ФРАГМЕНТ СТРАНИЦЫ

Юмор вместо педантичности – такой подход пришелся Гёте по вкусу. Уже в первой своей рецензии, в которой он в пух и прах разнес немецкое подражание «Сентиментальному путешествию» Лоренса Стерна, он берет необычный для традиционной критики тон: «Мы, полицейские служащие литературного суда <…>, пока сохраним жизнь господину Прецептору [автору рецензируемого сочинения]. Но ему все же придется отправиться в работный дом, где все никчемные, несущие чепуху писатели трут на терке европейские корни, перебирают варианты, подчищают записи, сортируют Тироновы значки, кроят указатели и занимаются другим полезным ручным трудом»[347]. С трагедией некого Пфойфера он расправляется одной-единственной фразой: «Возможно, в жизни господин Бенигнус Пфойфер – отличный человек, но этой скверной пьесой он навсегда опозорил свое имя»[348]. Пухлый том о «Нравственной красоте и философии жизни» нагоняет на рецензента скуку, и он называет его «убогой болтовней»[349].
По тексту рецензий видно, что написаны они быстро и легко – порой даже без знания рецензируемой книги, если критику достаточно было пробежать взглядом введение. Впрочем, иногда обязанности рецензента подталкивают его к более внимательному изучению, как, например, в случае с весьма влиятельной в то время эстетической теорией Иоганна Георга Зульцера, вышедшей под названием «Изящные искусства, их происхождение, истинная природа и наилучшее применение». В споре с Зульцером молодой Гёте пытается достичь ясности в собственном понимании эстетики.
Для общей теории изящных искусств, как пишет Гёте, время еще не пришло; пока все находится в состоянии брожения, а кроме того, творец и любитель искусств должен помнить о том, что «любой теорией он закрывает себе путь к подлинному наслаждению»[350]. Особенно яростно рецензент протестует против распространенного в то время и отстаиваемого Зульцером принципа, согласно которому искусство есть «подражание природе».
Здесь Гёте с полной уверенностью заявляет, что искусство и его произведения создают новую природу – искусственную, ни с чем не сравнимую, оригинальную, поражающую воображение. Искусству не нужно оценивать себя в сравнении с тем, что уже существует: оно должно оцениваться по своей собственной, внутренней правде. Таким образом, Гёте противопоставляет принципу подражания принцип творческого выражения.

ИСХОДНЫЕ ДАННЫЕ
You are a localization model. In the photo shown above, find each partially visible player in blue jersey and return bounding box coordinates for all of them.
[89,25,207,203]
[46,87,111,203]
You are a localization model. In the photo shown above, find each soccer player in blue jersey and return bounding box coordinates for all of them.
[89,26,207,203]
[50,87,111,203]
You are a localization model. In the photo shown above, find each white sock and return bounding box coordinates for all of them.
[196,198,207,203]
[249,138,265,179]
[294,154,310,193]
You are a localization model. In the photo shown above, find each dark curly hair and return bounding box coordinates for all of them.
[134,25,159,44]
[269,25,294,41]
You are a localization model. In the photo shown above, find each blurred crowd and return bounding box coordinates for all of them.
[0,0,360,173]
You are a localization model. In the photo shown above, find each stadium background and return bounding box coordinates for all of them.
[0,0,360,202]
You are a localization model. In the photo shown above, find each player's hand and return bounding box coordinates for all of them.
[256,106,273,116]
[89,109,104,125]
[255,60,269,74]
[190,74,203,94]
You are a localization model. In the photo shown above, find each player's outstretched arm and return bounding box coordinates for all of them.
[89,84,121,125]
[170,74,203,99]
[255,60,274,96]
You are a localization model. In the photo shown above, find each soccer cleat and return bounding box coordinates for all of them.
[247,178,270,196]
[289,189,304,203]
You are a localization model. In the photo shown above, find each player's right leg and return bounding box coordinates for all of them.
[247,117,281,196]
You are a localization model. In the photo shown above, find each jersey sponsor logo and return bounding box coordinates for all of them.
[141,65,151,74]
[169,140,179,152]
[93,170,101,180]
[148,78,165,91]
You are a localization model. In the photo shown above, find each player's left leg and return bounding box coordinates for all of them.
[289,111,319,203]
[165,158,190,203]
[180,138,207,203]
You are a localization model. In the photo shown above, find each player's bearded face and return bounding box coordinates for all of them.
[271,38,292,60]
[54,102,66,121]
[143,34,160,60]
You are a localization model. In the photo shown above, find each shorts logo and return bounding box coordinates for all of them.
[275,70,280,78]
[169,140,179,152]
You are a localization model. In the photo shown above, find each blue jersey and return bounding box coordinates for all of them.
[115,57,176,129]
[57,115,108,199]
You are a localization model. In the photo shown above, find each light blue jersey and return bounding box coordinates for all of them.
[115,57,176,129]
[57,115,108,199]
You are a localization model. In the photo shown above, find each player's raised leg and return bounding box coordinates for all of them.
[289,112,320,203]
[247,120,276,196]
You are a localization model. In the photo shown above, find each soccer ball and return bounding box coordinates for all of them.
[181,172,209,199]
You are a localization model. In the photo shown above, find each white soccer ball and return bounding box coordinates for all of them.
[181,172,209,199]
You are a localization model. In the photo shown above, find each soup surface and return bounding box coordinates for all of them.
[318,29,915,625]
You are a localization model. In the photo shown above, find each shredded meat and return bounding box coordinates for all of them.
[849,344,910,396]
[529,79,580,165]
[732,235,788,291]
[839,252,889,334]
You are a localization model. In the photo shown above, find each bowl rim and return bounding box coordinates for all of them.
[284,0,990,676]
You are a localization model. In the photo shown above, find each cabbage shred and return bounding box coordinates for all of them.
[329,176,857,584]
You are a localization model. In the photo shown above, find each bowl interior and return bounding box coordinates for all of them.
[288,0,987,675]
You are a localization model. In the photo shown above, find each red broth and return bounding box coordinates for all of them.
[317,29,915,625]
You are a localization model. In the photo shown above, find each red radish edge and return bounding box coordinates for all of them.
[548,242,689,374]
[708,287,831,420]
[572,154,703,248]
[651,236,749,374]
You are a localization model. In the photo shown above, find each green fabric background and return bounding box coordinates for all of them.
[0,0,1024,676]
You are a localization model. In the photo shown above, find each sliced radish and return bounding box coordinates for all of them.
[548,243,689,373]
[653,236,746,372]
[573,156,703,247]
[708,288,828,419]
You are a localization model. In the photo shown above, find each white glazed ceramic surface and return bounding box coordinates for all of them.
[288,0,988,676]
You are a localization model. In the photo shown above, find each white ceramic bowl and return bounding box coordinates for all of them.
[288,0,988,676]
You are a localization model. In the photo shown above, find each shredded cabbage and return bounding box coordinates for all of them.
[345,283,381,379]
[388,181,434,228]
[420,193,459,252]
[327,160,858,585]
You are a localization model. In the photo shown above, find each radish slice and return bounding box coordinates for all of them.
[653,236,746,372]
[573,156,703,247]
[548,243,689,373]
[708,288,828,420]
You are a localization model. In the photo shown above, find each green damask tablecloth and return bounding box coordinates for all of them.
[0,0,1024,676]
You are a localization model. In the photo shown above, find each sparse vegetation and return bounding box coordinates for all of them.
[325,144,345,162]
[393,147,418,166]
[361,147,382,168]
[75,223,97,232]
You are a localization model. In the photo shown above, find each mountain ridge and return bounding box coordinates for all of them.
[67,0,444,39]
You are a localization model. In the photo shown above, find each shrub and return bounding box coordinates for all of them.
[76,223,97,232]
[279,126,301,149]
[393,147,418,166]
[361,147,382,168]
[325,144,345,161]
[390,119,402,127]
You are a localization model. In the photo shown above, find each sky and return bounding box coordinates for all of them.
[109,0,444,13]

ЗАДАНИЕ
Воспроизведите дословно часть текста о рецензиях Гёте от «По тексту рецензий» до «собственном понимании эстетики.».

РЕШЕНИЕ ЗАДАНИЯ
По тексту рецензий видно, что написаны они быстро и легко – порой даже без знания рецензируемой книги, если критику достаточно было пробежать взглядом введение. Впрочем, иногда обязанности рецензента подталкивают его к более внимательному изучению, как, например, в случае с весьма влиятельной в то время эстетической теорией Иоганна Георга Зульцера, вышедшей под названием «Изящные искусства, их происхождение, истинная природа и наилучшее применение». В споре с Зульцером молодой Гёте пытается достичь ясности в собственном понимании эстетики.